Natural-language object grounding data
__________

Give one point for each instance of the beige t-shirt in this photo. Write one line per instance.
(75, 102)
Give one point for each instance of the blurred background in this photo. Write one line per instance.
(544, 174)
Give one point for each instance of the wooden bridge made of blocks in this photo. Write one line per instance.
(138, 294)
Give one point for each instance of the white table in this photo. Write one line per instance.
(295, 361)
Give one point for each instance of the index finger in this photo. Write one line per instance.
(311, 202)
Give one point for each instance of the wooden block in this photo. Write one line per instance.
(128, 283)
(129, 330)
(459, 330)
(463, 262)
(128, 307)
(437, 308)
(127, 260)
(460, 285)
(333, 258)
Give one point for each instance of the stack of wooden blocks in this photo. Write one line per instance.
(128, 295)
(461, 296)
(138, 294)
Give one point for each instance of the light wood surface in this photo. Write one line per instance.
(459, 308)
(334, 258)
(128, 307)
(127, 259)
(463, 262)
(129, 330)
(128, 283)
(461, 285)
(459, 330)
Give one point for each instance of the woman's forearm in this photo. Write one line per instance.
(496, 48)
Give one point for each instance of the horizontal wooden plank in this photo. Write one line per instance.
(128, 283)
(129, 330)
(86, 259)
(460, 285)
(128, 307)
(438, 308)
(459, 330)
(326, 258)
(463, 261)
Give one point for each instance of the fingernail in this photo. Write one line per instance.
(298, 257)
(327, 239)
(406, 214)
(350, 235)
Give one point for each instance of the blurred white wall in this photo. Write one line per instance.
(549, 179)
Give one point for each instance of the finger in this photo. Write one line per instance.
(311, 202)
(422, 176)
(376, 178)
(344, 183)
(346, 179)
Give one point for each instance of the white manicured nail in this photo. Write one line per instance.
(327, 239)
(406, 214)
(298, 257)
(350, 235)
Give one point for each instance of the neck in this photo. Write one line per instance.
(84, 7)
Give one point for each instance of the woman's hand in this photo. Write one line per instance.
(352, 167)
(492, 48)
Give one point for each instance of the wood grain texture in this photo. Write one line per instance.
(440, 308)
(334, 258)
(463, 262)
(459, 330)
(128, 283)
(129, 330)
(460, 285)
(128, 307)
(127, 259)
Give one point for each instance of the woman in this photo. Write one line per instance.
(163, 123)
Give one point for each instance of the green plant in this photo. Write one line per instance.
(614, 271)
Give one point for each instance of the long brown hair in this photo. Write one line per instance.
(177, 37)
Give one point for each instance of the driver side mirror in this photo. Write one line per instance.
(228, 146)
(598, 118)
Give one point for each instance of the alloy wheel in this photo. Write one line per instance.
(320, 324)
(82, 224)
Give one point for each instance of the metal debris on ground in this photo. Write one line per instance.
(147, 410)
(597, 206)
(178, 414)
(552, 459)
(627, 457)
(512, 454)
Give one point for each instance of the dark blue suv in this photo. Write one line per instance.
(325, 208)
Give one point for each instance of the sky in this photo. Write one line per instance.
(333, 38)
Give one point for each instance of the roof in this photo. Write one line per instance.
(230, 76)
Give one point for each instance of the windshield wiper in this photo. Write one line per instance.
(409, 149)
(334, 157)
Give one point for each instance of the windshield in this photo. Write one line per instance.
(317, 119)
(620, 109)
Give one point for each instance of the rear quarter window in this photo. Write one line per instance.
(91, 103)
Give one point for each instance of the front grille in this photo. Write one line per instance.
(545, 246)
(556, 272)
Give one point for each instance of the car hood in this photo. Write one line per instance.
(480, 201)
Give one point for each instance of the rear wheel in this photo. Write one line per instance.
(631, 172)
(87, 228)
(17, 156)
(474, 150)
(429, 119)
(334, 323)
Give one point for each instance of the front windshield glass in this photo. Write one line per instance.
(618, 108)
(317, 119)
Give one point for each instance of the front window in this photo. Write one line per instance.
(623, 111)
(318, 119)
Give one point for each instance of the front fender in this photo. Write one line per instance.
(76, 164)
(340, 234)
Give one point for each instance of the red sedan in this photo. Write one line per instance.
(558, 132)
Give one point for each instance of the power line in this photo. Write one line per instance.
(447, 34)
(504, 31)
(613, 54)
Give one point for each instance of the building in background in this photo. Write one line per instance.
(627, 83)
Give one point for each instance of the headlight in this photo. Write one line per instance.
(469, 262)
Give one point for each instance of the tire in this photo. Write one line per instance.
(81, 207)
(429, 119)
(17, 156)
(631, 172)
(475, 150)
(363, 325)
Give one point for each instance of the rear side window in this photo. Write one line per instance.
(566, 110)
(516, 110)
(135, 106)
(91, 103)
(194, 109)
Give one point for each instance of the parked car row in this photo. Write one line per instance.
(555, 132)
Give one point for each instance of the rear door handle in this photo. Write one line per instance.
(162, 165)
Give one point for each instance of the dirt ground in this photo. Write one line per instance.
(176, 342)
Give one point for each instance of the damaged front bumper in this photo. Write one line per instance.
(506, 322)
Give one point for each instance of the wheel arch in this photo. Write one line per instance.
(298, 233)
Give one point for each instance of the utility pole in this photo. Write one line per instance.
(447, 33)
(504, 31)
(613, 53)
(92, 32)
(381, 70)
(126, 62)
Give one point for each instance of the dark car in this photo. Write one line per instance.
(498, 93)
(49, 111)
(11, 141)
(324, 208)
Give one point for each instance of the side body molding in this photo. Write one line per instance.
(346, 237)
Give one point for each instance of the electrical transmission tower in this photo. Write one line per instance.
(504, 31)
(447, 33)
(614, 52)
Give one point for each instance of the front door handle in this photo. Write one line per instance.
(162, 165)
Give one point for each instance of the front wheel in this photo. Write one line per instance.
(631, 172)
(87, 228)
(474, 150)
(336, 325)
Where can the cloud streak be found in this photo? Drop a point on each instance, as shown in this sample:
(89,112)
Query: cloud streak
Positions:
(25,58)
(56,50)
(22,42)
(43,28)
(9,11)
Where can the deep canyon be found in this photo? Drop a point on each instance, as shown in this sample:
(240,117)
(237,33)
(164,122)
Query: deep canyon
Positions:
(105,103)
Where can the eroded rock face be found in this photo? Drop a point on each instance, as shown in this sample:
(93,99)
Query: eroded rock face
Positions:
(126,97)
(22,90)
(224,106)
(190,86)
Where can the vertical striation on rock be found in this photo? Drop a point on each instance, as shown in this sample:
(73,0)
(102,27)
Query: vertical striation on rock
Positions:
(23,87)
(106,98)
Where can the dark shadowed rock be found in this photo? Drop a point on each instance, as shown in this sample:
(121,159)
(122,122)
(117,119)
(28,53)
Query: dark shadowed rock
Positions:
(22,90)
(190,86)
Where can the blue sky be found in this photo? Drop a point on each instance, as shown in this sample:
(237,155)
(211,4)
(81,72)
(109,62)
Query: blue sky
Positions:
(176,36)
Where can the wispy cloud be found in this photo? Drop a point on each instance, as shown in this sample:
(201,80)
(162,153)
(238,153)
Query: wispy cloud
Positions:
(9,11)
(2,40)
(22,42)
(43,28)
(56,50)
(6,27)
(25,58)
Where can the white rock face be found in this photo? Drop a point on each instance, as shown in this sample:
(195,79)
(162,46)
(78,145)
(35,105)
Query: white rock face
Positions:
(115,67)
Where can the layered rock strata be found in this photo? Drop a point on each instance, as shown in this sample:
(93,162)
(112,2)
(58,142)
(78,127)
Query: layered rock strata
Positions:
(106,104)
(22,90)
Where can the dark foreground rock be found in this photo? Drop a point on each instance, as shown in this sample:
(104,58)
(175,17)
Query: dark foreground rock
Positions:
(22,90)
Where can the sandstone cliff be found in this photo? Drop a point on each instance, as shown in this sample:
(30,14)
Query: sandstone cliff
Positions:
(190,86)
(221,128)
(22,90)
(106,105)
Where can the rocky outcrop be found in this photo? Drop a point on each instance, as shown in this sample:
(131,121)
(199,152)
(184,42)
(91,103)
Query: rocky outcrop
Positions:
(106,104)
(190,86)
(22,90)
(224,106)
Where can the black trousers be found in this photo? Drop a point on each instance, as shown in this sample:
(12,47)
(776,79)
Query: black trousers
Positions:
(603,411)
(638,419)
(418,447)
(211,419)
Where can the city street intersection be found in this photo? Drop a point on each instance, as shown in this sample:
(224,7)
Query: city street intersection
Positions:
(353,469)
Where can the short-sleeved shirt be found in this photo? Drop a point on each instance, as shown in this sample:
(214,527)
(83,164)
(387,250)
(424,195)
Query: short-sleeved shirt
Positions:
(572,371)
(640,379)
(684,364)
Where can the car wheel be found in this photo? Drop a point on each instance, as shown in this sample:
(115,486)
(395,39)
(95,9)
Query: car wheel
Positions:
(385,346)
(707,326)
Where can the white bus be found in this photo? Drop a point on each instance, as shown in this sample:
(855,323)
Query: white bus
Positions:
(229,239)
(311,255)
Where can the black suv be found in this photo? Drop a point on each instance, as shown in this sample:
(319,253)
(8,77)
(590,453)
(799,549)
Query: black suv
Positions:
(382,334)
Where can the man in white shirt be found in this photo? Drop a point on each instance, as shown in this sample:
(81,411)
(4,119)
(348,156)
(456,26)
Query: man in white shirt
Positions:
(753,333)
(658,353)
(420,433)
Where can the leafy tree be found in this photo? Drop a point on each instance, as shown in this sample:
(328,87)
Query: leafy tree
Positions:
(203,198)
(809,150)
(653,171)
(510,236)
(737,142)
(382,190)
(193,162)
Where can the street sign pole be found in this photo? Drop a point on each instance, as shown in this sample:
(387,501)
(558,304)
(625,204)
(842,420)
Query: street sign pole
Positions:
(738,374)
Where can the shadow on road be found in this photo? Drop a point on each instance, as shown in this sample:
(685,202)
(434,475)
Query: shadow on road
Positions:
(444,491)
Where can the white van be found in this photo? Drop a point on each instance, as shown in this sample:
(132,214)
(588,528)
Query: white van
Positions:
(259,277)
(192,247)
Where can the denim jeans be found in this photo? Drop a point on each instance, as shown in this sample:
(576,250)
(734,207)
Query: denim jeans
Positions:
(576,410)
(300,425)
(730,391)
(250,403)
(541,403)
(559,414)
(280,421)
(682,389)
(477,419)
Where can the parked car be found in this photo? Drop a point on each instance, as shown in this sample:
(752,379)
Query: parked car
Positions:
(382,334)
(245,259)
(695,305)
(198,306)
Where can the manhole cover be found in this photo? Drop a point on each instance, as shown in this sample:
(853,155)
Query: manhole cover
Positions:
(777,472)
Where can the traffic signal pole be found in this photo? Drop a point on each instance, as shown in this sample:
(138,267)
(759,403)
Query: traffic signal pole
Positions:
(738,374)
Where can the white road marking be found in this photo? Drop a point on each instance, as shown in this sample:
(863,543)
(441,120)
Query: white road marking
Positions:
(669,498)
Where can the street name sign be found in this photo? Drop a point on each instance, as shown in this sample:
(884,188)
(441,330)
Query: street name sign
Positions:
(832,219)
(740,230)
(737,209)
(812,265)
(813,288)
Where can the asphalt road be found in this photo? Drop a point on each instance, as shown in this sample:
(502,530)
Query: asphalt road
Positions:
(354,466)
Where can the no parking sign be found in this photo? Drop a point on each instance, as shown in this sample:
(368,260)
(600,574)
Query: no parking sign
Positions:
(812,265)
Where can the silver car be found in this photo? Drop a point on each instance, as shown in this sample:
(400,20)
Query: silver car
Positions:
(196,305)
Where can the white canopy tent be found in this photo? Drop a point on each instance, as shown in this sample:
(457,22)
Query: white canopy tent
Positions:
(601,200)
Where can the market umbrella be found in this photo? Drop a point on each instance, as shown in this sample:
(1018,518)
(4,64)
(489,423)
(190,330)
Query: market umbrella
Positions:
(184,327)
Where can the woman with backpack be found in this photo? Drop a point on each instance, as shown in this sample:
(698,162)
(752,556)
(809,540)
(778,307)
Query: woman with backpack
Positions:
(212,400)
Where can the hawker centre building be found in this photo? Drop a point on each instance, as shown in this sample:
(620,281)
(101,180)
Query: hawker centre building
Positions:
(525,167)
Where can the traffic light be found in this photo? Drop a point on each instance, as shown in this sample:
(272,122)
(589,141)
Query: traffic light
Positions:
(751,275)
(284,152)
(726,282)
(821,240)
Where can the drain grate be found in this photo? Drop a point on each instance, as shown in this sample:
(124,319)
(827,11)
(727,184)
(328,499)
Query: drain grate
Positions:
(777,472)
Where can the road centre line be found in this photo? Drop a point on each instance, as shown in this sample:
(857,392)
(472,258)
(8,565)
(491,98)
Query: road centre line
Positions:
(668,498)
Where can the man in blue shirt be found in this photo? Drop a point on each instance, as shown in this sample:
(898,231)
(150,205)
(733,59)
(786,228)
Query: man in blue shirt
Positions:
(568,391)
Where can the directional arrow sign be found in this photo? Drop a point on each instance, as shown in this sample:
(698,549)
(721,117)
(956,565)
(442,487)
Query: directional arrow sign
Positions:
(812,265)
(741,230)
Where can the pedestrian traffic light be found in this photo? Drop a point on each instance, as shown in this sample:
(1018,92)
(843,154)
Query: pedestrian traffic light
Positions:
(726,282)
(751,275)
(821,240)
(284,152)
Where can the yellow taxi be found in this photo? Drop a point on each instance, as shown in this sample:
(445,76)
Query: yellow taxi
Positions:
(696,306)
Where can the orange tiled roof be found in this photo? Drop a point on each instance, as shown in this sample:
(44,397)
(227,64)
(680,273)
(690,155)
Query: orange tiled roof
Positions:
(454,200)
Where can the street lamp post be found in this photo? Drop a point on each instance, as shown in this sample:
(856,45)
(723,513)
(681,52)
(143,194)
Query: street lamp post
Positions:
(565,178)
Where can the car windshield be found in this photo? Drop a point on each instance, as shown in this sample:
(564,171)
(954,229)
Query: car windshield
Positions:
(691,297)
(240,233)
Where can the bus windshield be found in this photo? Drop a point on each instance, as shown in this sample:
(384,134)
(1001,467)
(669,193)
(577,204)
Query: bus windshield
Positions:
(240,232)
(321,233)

__________

Copy every line above that includes the string "umbrella".

Where can the market umbrella be found in this photo? Drop a point on each instance, as shown in this sample:
Query: market umbrella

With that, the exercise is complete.